[Page extract — start]

LLM Client & Session¶
trails.llm is the framework-owned LLM client. One call surface across
four providers (Anthropic, OpenAI, Ollama, mock), with cost envelopes and
PROV-O activities wired in automatically when a Context is present.
trails.agent.context adds Session — a token-windowed conversation
store for multi-turn work. Both primitives land in M9 Phase 1, specified
by ADR-0018. The client is
deliberately thin: raw complete(...) only. No chains, no DAGs, no
planner — planners arrive in Phase 2.
Quickstart¶
from trails import capability
from trails.llm import LLMClient, Message
# Any provider — same API, one-line swap:
client = LLMClient.ollama(model="qwen3:8b") # local, free
# client = LLMClient.anthropic(model="claude-sonnet-4-6") # cloud, paid
# client = LLMClient.openai(model="gpt-4.1-mini") # cloud, paid
# client = LLMClient.mock(response="A short summary.") # tests, deterministic
@capability(id="note.summarize")

[Page extract — finish]
[Supplied records — start]

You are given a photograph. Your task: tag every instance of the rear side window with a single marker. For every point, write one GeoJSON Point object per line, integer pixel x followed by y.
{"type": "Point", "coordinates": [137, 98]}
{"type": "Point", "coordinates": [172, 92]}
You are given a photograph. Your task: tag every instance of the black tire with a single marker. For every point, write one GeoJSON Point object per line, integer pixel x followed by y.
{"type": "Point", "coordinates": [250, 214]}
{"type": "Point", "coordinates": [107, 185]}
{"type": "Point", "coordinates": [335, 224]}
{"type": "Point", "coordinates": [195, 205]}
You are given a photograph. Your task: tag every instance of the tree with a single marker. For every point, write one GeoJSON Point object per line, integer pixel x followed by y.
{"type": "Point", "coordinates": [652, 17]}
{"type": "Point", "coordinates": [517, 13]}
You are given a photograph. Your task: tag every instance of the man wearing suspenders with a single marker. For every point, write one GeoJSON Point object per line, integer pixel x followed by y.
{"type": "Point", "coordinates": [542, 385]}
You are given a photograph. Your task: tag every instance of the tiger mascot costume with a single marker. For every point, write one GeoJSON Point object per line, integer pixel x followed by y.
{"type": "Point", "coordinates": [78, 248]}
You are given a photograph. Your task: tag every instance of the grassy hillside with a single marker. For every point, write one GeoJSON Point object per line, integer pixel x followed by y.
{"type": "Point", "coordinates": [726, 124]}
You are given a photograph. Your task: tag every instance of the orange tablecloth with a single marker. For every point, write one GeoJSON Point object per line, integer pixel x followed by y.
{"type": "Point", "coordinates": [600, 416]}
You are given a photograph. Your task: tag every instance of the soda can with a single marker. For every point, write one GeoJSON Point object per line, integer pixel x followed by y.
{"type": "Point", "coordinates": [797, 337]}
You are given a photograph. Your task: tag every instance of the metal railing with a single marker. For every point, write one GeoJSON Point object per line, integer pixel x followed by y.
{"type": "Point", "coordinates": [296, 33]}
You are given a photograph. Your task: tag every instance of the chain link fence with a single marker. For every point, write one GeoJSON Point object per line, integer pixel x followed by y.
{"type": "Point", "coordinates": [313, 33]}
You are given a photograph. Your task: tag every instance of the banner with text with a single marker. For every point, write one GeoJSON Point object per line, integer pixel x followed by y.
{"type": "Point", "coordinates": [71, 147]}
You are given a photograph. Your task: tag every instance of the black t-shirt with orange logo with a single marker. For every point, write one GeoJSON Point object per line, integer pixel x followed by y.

[Supplied records — finish]

Work instructions: Rewrite the LLM client page between "LLM Client &" and "in Phase 2.", inclusive, putting "minimal" in place of "thin".

Exercise response:
LLM Client & Session¶
trails.llm is the framework-owned LLM client. One call surface across
four providers (Anthropic, OpenAI, Ollama, mock), with cost envelopes and
PROV-O activities wired in automatically when a Context is present.
trails.agent.context adds Session — a token-windowed conversation
store for multi-turn work. Both primitives land in M9 Phase 1, specified
by ADR-0018. The client is
deliberately minimal: raw complete(...) only. No chains, no DAGs, no
planner — planners arrive in Phase 2.